Jardins de mots…

.

.

« … Accomplir un acte remarquable, vaut mieux que d’être remarqué…

.

… C’est l’imagination qui singularise, l’imagination qui arrache à la banalité, à la répétition, à l’uniformité… Parfois le sort cogne de manière si abrupte qu’il suffit d’une pointe de fantaisie pour l’attendrir…

.

… Dès l’adolescence, Wang s’enthousiasma pour les plus splendides jardins de Chine, ceux qui sont consignés dans notre littérature. À force de lire et de relire les textes, il les connaissait intimement, ces jardins qui avaient fané depuis des siècles, voire des millénaires ; par la pensée, il musardait en leurs allées, il savourait leurs parfums, il cajolait les pétales, il admirait l’épanouissement successif des arbustes, le jaunissement des feuilles, la tristesse de l’hiver… Il a révolutionné l’art horticole en proposant aux gens des jardins imaginaires. En fonction de leurs goûts – pivoines, camélias, lotus ou fleurs de prunier -, des saisons qu’ils chérissent, Wang leur conçoit le parc idéal. Pour une somme correcte, à l’issue d’une longue préparation, il leur raconte sa disposition, ses dominantes colorées, ses étagements d’éclosions, ses diverses perspectives, le chant des oiseaux, le miroitement des eaux vives, la tranquillité de l’étang où reposent les nénuphars, le déplacement des ombres, les dorures du crépuscule, les masses argentées sous la lune ; et, pour quelques yuans de plus, il couche le résultat par écrit.

### DONNÉES FOURNIES:
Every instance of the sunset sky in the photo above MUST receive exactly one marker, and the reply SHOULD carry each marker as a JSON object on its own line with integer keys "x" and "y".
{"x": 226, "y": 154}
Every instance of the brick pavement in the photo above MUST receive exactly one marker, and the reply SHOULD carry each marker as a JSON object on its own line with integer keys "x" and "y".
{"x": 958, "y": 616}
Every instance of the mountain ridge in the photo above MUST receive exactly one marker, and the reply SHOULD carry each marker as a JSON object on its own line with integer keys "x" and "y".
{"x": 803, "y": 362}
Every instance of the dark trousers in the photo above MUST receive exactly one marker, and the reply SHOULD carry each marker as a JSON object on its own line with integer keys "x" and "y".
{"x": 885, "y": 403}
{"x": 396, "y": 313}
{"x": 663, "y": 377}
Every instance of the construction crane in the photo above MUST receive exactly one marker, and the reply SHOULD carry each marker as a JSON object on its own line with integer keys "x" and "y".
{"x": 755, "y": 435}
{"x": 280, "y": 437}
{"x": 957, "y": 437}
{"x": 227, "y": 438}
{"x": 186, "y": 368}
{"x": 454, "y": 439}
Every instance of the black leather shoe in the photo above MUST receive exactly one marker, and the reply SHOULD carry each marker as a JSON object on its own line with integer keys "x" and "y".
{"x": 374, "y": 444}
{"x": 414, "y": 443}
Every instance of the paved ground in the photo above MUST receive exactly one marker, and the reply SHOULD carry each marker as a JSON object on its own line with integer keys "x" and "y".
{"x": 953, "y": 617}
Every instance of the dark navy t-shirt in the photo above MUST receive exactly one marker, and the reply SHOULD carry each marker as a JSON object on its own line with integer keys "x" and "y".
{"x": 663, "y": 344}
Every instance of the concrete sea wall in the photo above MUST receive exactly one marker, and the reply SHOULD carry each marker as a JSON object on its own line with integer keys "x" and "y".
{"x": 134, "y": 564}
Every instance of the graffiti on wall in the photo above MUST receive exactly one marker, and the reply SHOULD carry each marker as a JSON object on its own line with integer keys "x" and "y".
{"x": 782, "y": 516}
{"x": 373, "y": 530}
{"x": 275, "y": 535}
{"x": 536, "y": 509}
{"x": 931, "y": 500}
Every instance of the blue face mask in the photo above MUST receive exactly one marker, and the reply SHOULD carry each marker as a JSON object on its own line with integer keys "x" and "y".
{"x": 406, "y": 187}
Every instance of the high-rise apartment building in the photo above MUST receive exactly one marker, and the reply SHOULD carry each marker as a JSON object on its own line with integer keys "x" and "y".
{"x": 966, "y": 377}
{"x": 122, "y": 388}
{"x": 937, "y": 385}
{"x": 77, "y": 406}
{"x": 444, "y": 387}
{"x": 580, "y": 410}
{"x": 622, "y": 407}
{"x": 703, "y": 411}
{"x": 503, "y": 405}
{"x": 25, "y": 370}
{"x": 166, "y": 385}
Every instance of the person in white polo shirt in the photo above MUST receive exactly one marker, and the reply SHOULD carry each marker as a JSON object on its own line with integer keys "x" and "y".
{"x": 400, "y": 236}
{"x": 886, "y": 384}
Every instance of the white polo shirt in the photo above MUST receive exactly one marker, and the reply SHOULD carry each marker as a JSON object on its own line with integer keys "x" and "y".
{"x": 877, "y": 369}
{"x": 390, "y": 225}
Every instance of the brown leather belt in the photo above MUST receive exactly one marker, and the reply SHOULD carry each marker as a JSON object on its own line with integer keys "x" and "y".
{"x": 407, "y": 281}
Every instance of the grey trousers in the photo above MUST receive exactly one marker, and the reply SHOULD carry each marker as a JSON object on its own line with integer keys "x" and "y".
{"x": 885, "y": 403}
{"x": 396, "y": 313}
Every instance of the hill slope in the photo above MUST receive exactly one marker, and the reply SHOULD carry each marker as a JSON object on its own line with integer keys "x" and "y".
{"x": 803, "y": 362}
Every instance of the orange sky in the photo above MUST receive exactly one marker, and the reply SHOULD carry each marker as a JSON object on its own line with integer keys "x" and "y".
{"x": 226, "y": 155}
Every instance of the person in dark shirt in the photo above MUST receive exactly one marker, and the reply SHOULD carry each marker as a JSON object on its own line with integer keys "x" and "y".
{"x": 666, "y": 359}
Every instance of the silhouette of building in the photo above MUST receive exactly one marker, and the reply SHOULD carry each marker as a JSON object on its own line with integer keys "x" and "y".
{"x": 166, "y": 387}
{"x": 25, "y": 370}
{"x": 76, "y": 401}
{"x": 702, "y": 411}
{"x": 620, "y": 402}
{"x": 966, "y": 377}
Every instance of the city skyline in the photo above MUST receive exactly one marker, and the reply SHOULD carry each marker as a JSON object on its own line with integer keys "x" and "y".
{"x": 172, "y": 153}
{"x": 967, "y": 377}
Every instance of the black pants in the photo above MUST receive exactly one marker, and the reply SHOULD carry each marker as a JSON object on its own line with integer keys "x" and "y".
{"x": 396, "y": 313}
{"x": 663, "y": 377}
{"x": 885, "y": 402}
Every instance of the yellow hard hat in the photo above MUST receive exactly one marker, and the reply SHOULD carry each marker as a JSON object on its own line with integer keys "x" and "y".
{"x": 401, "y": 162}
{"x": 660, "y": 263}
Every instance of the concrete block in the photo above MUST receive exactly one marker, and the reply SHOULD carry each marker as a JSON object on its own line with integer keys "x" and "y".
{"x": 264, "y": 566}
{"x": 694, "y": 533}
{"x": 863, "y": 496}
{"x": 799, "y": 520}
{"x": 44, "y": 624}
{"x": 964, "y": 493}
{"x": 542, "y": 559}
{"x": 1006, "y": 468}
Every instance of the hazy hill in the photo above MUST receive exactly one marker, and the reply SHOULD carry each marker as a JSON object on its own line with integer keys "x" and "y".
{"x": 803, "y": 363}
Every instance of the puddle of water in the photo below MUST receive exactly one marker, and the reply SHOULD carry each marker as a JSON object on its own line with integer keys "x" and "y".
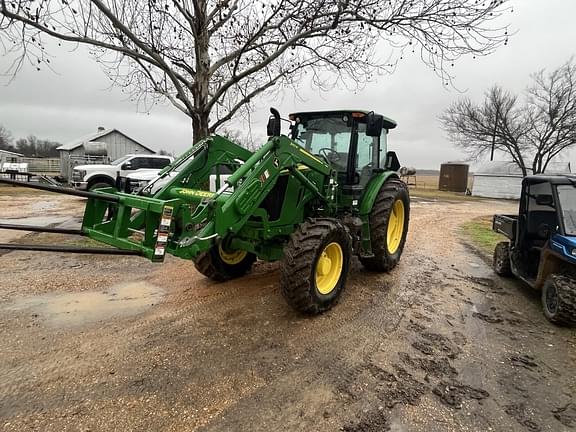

### ÉNONCÉ 1:
Dans le texte sur les jardins imaginaires, pour quoi Wang s'enthousiasma-t-il dès l'adolescence ?
### ÉNONCÉ 2:
Reprenez le texte sur les jardins imaginaires de Wang à la suite de sa dernière phrase et poursuivez-le.
Les enregistrements forment un matériau à part, sans lien avec le texte.

### RÉPONSE RÉDIGÉE 1:
Pour les plus splendides jardins de Chine, ceux qui sont consignés dans la littérature.

### RÉPONSE RÉDIGÉE 2:
– Un jardin de mots…

– Quel trait de génie ! Wang, constatant que les sublimes jardins du passé ont disparu et ne subsistent que par les textes, a décidé de franchir une étape : il saute instantanément au texte. Pourquoi un jardin devrait-il être réel ? Surtout que sa réalité dure peu tandis que son souvenir se perpétue. Grâce à Wang, un indigent peut posséder un terrain à son goût. À celui qui loge dans un endroit étriqué, Wang fournit un domaine gigantesque. À celle qui souffre d’une allergie au pollen, Wang rend des printemps sans danger. Au vieillard qui ne marche plus, Wang restitue des promenades infinies sous les cerisiers poudrés. Et puis, quelle diminution de frais : nul sol, aucun achat de plantes, chaque réalisation est conservée et embellie par une armée d’ouvriers qui ne coûtent rien ! Aux snobs qui dédaignent le décor traditionnel, Wang, parce qu’il a beaucoup lu et étudié, procure un jardin anglais, un jardin français, un jardin italien – même si, entre nous, rien ne surpasse un jardin chinois… »

.


Extraits de : « Les dix enfants que madame Ming n’a jamais eus » 2012  Eric-Emmanuel Schmitt.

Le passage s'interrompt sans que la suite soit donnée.